Reproduce word for word the stretch of the passage on MTM eligibility and CRN from "MTM aims to" through "higher prevalence of CRN.".
━━ EXERCISE PASSAGE ━━
MTM aims to enhance patient understanding of appropriate drug use, increase patient adherence with prescribed drug therapies, reduce the risk of adverse events associated with drugs, and cut down on the need for other costly medical services (25). Previous studies demonstrated that MTM was optimal in saving cost, decreasing medication adverse events, and especially in improving adherence (6–8). In this study, we found that MTM eligibility was significantly associated with a higher prevalence of CRN.

The MTM-eligible beneficiaries were individuals with a higher estimated annual medical cost, many underlying disease state(s), and medications that are restricted by Medicare Part D prescription drug plans (26). These individuals with multiple medications tended to incur higher out-of-pocket medication costs and were reluctant to take medications and preferred to minimize medication intake (13, 27). That might be the main reason that contributed to higher CRN in the MTM-eligible beneficiaries. Though some previous studies showed the effect of MTM in improving medication non-adherence, the target populations in these studies were those with some specific diseases, such as diabetics (28, 29), osteoporosis (30), HIV/AIDS (31), hypertension (11), and other diseases. In our study, the MTM-eligible beneficiaries were from a general population, had many kinds of diseases, and received different MTM programs. Additionally, there was some evidence that showed no significant improvement in medication adherence in some MTM programs (10, 11).

The literature indicated that the relationship between patients' out-of-pocket medication costs and medication adherence was complex and may be affected by multiple contextual factors. In this population-based study, we also analyzed the independent association between CRN and other covariates such as sociodemographic characteristics, comorbidities, health status, and insurance coverage. We found some variables were also significantly related to CRN. Older people had a lower prevalence of CRN, which may be because they have better care or more care about health issues with age. In terms of gender, women had a higher prevalence of CRN, indicating that there are gender disparities in CRN. Policymakers should issue policies to eliminate the difference between men and women in order to promote healthcare equality. Disparities also reflect geographically, the Medicare beneficiaries living in the South had a higher prevalence rate than the beneficiaries in the Northeast, which may be due to the level of development in different regions and the uneven healthcare supply situation. In terms of socio-economic, compared to low-income beneficiaries (annual income <10,000), those with high income (annual income >40,000) had a significantly lower prevalence of the CRN, while those with middle-income (annual income between 10,001 to 20,000) had a higher prevalence. Meanwhile, beneficiaries without low-income subsidy had a higher prevalence of the CRN, which was consistent with previous study (23, 27). As such, the economic level will affect the CRN, and financial subsidies may reduce the prevalence of the CRN. In any case, a small amount of financial assistance may have unexpected consequences and increase the prevalence. More research is needed in the future to find out what level of financial assistance can most effectively help patients reduce CRN. Because smokers had a higher prevalence of the CRN, it is possible to consider holding educational sessions about quitting smoking to reduce the prevalence of the CRN. In terms of physical health, the worse the health is, the higher the prevalence of CRN. This may be because patients with worse health can not take good care of themselves and non-adherence will partly further result in bad health. However, the causal relationship between the two needs further studies.
━━━
━━ GIVEN DATA ━━
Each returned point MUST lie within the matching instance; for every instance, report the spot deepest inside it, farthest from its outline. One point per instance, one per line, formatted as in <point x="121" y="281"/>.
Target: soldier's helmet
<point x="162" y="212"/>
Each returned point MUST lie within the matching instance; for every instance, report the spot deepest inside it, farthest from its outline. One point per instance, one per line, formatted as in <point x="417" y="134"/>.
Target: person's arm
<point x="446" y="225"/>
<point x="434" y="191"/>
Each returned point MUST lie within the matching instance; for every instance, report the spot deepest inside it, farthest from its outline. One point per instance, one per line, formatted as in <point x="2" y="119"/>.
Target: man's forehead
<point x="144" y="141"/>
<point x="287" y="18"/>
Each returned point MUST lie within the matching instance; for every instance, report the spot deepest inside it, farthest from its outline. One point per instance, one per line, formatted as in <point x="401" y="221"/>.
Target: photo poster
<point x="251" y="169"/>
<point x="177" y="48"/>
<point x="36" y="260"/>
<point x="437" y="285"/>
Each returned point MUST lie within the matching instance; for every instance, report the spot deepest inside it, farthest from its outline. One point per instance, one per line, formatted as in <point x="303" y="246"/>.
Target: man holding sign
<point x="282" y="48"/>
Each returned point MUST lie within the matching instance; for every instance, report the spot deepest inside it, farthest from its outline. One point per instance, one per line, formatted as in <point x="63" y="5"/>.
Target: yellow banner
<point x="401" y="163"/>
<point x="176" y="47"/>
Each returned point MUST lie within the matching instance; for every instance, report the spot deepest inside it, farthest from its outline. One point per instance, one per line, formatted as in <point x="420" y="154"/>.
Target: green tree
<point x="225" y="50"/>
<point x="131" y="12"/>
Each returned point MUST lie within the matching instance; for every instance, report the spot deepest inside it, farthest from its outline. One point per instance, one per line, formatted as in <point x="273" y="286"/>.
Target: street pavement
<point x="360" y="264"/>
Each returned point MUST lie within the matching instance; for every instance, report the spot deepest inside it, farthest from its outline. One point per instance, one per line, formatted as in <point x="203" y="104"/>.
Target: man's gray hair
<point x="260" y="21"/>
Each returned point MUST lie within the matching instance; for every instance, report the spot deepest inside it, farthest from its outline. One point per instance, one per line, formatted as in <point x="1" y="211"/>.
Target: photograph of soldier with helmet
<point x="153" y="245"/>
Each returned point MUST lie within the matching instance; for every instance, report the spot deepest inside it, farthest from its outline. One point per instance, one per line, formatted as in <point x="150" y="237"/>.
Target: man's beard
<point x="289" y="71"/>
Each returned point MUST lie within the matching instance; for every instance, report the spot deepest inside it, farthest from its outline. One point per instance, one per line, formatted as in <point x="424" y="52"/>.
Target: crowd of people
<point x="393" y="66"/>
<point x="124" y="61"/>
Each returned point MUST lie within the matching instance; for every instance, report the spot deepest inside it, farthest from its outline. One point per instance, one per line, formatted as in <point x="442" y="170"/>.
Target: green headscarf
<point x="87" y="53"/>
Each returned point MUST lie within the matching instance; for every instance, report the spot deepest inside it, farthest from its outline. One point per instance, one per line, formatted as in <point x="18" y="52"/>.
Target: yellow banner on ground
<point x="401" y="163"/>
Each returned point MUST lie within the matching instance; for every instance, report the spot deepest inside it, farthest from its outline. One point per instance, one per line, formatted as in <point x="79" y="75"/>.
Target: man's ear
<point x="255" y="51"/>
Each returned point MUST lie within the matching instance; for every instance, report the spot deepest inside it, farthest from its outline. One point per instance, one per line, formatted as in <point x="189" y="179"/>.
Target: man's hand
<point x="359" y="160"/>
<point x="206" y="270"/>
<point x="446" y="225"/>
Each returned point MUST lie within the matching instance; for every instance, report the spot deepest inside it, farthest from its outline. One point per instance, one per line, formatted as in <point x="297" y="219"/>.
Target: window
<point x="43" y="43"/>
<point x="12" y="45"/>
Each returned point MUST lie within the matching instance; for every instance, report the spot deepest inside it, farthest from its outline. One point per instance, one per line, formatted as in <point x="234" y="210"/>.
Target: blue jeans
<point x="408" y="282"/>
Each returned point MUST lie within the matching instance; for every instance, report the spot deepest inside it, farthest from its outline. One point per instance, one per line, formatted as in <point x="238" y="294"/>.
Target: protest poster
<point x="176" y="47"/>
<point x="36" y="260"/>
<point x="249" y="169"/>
━━━
> SOLUTION TO THE PROBLEM
MTM aims to enhance patient understanding of appropriate drug use, increase patient adherence with prescribed drug therapies, reduce the risk of adverse events associated with drugs, and cut down on the need for other costly medical services (25). Previous studies demonstrated that MTM was optimal in saving cost, decreasing medication adverse events, and especially in improving adherence (6–8). In this study, we found that MTM eligibility was significantly associated with a higher prevalence of CRN.